Point annotation dataset records ▸
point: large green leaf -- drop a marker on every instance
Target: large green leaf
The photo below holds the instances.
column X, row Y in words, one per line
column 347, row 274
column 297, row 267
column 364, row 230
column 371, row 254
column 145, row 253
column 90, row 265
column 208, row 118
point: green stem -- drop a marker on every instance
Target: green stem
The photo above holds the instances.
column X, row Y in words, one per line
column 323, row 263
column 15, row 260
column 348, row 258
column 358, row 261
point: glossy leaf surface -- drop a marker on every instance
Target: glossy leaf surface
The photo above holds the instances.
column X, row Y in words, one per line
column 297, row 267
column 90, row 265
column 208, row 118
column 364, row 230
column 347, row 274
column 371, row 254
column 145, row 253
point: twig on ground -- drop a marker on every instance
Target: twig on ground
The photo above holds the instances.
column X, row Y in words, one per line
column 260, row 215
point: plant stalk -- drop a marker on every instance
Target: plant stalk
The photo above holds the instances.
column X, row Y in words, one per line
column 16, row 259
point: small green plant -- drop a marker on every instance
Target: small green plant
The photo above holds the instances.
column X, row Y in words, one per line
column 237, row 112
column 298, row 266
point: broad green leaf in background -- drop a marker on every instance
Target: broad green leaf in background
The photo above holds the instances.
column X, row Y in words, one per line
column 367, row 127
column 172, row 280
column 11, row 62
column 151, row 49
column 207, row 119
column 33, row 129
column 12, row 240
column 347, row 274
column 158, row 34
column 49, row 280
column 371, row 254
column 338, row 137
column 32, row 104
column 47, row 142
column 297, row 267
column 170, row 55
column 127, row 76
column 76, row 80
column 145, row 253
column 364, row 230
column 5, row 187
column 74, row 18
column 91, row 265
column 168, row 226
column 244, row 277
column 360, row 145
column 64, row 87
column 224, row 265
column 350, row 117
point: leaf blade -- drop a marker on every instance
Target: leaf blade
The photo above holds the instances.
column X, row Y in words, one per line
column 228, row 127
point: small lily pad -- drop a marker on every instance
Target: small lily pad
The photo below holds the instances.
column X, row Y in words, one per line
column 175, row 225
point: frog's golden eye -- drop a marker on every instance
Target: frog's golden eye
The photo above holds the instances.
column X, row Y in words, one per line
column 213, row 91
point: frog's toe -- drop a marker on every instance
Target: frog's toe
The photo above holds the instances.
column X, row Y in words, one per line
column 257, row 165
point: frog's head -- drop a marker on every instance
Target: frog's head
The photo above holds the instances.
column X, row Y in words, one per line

Exercise aim ▸
Transcribe the lines of the listing above without alteration, starting with the line containing "point: small green" and continuing through the line containing "column 298, row 266", both included.

Completed task ▸
point: small green plant -- drop a marker on every instance
Target: small green plant
The photo above holds the instances.
column X, row Y in words, one per line
column 237, row 112
column 298, row 266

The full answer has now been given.